**PROBLEM TO SOLVE:** Word for word, write out all of the data below.

Saved data entries:
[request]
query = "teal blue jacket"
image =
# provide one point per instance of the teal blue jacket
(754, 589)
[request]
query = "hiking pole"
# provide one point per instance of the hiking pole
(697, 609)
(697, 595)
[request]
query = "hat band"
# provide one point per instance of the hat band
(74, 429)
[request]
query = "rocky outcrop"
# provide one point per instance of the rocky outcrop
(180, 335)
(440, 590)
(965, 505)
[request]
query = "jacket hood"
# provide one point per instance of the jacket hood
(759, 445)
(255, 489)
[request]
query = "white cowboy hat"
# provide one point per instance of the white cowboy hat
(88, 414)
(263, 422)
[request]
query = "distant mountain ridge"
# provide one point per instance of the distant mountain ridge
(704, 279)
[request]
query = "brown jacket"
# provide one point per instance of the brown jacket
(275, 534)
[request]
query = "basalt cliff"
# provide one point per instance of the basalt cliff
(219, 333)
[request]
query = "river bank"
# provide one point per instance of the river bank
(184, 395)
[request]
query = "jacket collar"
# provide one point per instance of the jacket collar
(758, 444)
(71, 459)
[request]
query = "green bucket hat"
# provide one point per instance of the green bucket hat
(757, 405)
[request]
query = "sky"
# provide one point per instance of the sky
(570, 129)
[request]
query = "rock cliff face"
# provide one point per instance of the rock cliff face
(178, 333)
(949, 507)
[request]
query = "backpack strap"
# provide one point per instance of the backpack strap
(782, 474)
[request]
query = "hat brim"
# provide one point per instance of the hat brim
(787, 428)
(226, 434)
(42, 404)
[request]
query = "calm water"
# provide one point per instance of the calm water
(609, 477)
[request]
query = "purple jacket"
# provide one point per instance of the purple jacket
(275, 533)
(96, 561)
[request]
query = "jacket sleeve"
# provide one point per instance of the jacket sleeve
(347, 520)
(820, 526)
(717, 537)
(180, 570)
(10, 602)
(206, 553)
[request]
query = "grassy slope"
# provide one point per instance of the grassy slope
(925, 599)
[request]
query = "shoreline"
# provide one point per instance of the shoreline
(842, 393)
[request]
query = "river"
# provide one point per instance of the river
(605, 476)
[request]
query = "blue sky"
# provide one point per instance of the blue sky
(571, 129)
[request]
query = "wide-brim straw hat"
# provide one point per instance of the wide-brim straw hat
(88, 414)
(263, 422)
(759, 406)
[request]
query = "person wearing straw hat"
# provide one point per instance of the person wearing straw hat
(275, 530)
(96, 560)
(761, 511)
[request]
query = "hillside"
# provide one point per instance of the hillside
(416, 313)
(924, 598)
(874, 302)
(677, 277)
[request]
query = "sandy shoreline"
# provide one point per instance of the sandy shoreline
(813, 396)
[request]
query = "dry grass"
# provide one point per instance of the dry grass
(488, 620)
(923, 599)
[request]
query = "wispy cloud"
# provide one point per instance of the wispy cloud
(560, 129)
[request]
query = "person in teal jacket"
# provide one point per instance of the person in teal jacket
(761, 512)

**EXERCISE RESPONSE:**
[request]
query = "teal blue jacket"
image =
# provide one point per instance of the teal blue jacket
(754, 589)
[request]
query = "hiking pole"
# provide one point per instance of the hiking pole
(697, 609)
(697, 595)
[request]
query = "hat band"
# provide one point per instance of the hat band
(74, 429)
[request]
query = "rocky outcrop"
# provide one point per instance of the rocky outcrop
(180, 335)
(440, 590)
(965, 505)
[request]
query = "jacket hood"
# provide one point per instance of the jacket hood
(759, 445)
(255, 489)
[request]
query = "white cowboy hat"
# provide one point per instance of the white cowboy hat
(88, 414)
(263, 422)
[request]
query = "distant mountain ridge"
# provide one point per instance of the distant mountain ridge
(704, 279)
[request]
query = "brown jacket"
# provide one point per instance of the brown jacket
(275, 534)
[request]
query = "basalt cliff"
# provide one point per instance of the basalt cliff
(219, 333)
[request]
query = "river bank"
# provide one point per instance of the river bank
(184, 395)
[request]
query = "jacket collar"
# provide one point per instance of the jacket collar
(758, 444)
(71, 459)
[request]
query = "green bucket hat"
# provide one point per instance of the green bucket hat
(757, 405)
[request]
query = "sky"
# provide one point per instance of the sky
(570, 129)
[request]
query = "rock cliff face"
# provide one point per instance of the rock cliff face
(178, 333)
(949, 507)
[request]
query = "backpack strap"
# provide one point per instance of the backpack strap
(782, 474)
[request]
query = "hat brim"
# provide one point per instance of the hat brim
(787, 428)
(226, 434)
(42, 404)
[request]
query = "calm water"
# provide one point per instance of the calm water
(609, 477)
[request]
query = "purple jacket"
# provide one point per instance of the purple jacket
(275, 533)
(96, 561)
[request]
query = "jacket sleeve"
# provide one point per instance of the jacket sleeve
(347, 520)
(820, 526)
(717, 537)
(180, 570)
(10, 602)
(206, 553)
[request]
query = "grassy slope"
# provide one point per instance of the grassy slope
(925, 599)
[request]
query = "shoreline"
# provide one point per instance of the shoreline
(842, 393)
[request]
query = "river"
# provide one point per instance of the river
(605, 476)
[request]
query = "blue sky"
# provide one point per instance of the blue sky
(571, 129)
[request]
query = "wide-brim straw hat"
# provide one point per instance of the wide-brim straw hat
(88, 414)
(263, 422)
(759, 406)
[request]
query = "person wearing straw hat"
# provide one point per instance of the person wearing straw hat
(275, 530)
(96, 560)
(761, 511)
[request]
query = "hillside"
# provide one point per instance of the hillside
(416, 313)
(924, 598)
(874, 302)
(677, 277)
[request]
query = "sandy shoreline"
# provide one point per instance of the sandy shoreline
(813, 396)
[request]
query = "dry grass"
# provide one point per instance of the dry grass
(488, 620)
(923, 599)
[request]
query = "wispy cloud"
# provide one point per instance of the wispy cloud
(560, 129)
[request]
query = "person in teal jacket"
# provide one point per instance of the person in teal jacket
(761, 512)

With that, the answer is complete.